(Passage begins)

Tim Burchett announces his candidacy for Congress. With him are daughter Isabel and wife Kelly.

Exactly nobody among the throng of people at the Vol Market  No. 3 was surprised this morning when he unveiled the worst-kept secret in Knox County – the launch of his campaign for the Second District Congressional seat – and I do not use the word “throng” advisedly. Hundreds packed that parking lot  – candidates and wannabes, past and present officeholders, rich and poor and everybody in between.

Accuracy requires saying that Burchett’s running for the GOP nomination, but, no offense to my friends in the Democratic Party, this race will be decided in the Republican primary.
I won’t be writing much about this race because Tim Burchett is a friend. It’s been that way since 1989 when state Senate candidate Bud Gilbert (a Republican) assigned Tim and his friend Chris Holzen the task of schmoozing the notoriously liberal reporter at the Knoxville Journal who’d be covering that race.
That would be me. And it worked. Chris, Tim and I became an unlikely threesome after the campaign was over, and over the years, as the skinny, joke-cracking kid became a state representative and then a state senator, we understood that although he was looking at politics from the right while I was coming from the opposite end of the spectrum, there was a place in the middle where we could find common ground.

Folks gather to hear Tim Burchett’s announcement.

It always involved helping someone – getting justice for a sexually abused child, helping a down-and-out veteran with mental health issues, finding jobs and places to live for homeless families. We got to know each other’s families and shared good times and bad.

I grinned like a proud mama when Tim blasted the TVA board’s reluctance to take responsibility for the coal ash disaster at Swan Pond (he called them a bunch of Bozos) And when senior party officeholders demanded he apologize, he said OK, and apologized to Bozo the Clown.
The crowd at Vol Market No. 3 was big and diverse. I saw union people and minorities and Democrats, and I believe that Tim Burchett, right-wing conservative though he is, will listen to their concerns and won’t ever dismiss them as kooks and crazies. That’s just not how he was raised, dadgummit.

(Passage ends)
(Extracted information begins)

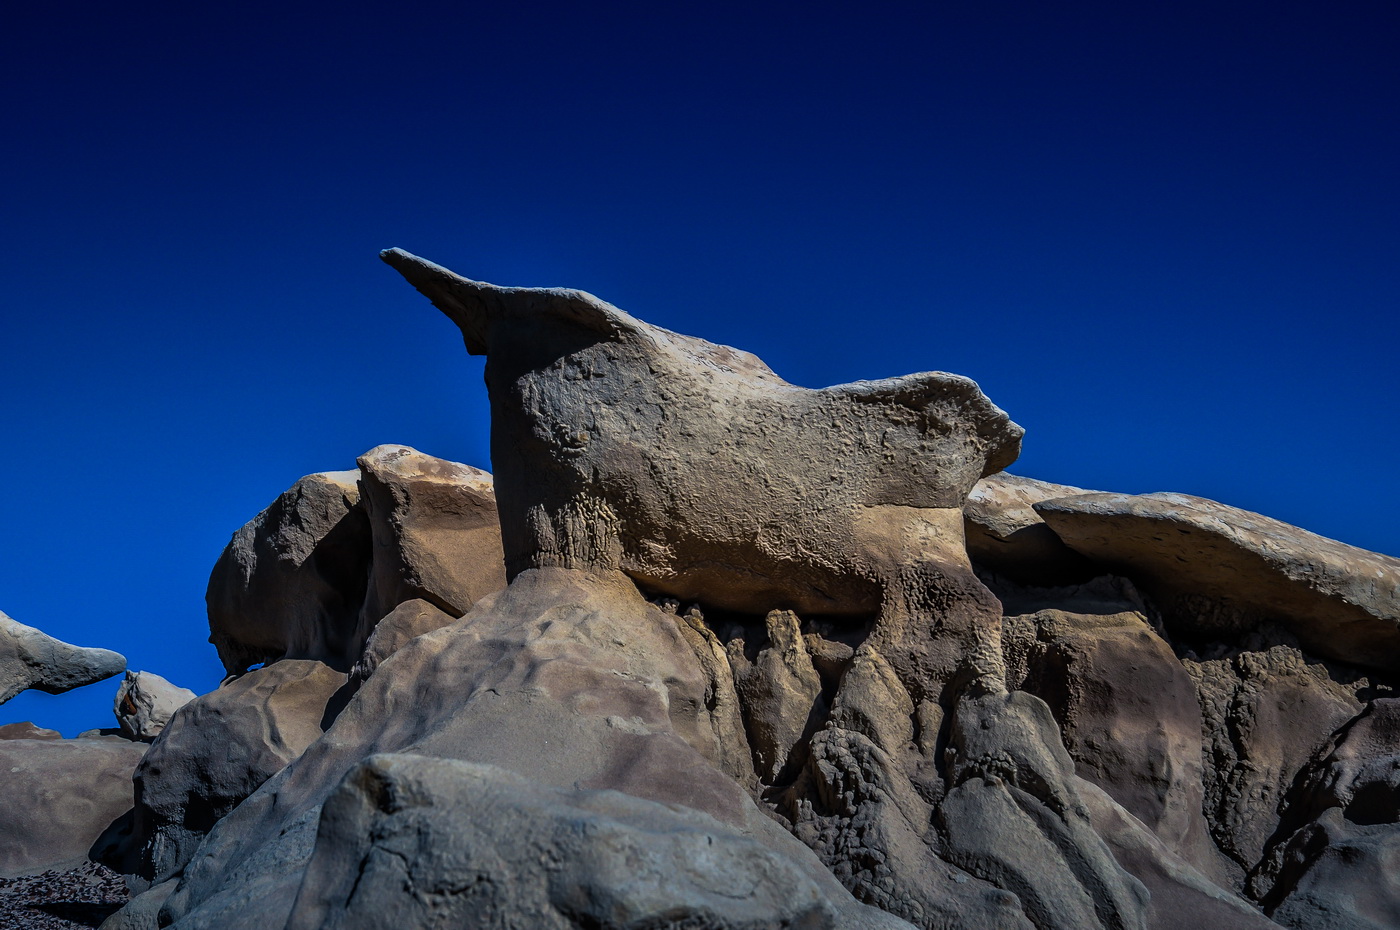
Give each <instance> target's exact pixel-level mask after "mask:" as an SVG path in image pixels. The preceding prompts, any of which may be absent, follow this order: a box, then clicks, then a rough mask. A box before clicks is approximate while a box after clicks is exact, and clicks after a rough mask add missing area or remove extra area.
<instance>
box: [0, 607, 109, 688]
mask: <svg viewBox="0 0 1400 930" xmlns="http://www.w3.org/2000/svg"><path fill="white" fill-rule="evenodd" d="M125 668H126V657H125V655H122V654H120V653H113V651H112V650H109V648H88V647H83V646H70V644H67V643H64V641H62V640H56V639H53V637H52V636H49V634H48V633H43V632H42V630H36V629H34V627H32V626H25V625H24V623H20V622H18V620H14V619H11V618H10V616H8V615H7V613H0V705H3V703H4V702H7V700H10V699H11V698H14V696H15V695H18V693H20V692H21V690H25V689H27V688H34V689H36V690H42V692H45V693H49V695H62V693H63V692H66V690H73V689H74V688H81V686H83V685H91V683H92V682H98V681H102V679H104V678H111V676H112V675H116V674H119V672H120V671H122V669H125Z"/></svg>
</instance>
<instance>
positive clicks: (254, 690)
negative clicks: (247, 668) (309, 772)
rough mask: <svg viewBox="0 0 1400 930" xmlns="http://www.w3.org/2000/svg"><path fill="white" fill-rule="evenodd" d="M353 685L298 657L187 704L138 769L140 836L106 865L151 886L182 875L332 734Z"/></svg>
mask: <svg viewBox="0 0 1400 930" xmlns="http://www.w3.org/2000/svg"><path fill="white" fill-rule="evenodd" d="M344 686H346V674H344V672H337V671H336V669H333V668H330V667H329V665H326V664H323V662H318V661H315V660H309V658H288V660H283V661H280V662H273V664H272V665H267V667H266V668H258V669H253V671H251V672H245V674H244V675H241V676H238V678H234V679H231V681H227V682H224V683H223V685H221V686H220V688H218V689H216V690H213V692H210V693H207V695H203V696H200V698H196V699H195V700H192V702H189V703H186V705H185V706H183V707H181V709H179V710H178V712H176V713H175V714H174V717H172V719H171V721H169V724H167V727H165V728H164V730H162V731H161V734H160V737H158V738H157V740H155V742H154V744H153V745H151V748H150V752H147V754H146V756H144V758H143V759H141V763H140V766H137V769H136V775H134V787H136V807H134V811H133V818H132V826H130V836H129V838H127V839H125V840H123V842H122V843H120V846H119V847H118V849H115V850H113V852H111V853H108V854H106V856H105V859H106V860H108V861H109V864H113V867H115V866H116V864H123V866H125V867H123V871H126V873H132V874H136V875H139V877H140V878H141V880H143V881H144V882H161V881H165V880H168V878H171V877H174V875H178V874H179V871H181V870H182V868H183V867H185V864H186V863H188V861H189V859H190V856H193V854H195V849H196V847H197V846H199V843H200V842H202V840H203V839H204V835H206V833H209V831H210V829H211V828H213V826H214V824H217V822H218V819H220V818H223V817H224V815H227V814H228V812H230V811H232V810H234V808H235V807H238V805H239V804H241V803H242V801H244V798H246V797H248V796H249V794H252V793H253V791H255V790H256V789H258V786H260V784H262V783H263V782H266V780H267V779H269V777H272V776H273V775H276V773H277V772H280V770H281V769H283V768H284V766H286V765H287V763H288V762H291V761H293V759H295V758H297V756H298V755H301V752H302V751H304V749H305V748H307V747H308V745H311V744H312V742H314V741H315V740H316V738H318V737H319V735H321V734H322V731H323V730H325V728H326V726H328V724H329V721H330V720H332V719H333V717H335V713H336V712H337V710H339V706H340V700H343V695H340V693H339V692H340V690H342V689H343V688H344Z"/></svg>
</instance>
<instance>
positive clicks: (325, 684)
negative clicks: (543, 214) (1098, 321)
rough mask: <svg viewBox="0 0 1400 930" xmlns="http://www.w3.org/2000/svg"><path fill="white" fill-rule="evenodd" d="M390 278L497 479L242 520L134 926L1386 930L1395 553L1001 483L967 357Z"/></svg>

(Extracted information ends)

Exercise directions: Please list every example the article about Tim Burchett's campaign announcement gives of the common ground that involved helping someone.

Answer for the task:
- Getting justice for a sexually abused child
- Helping a down-and-out veteran with mental health issues
- Finding jobs and places to live for homeless families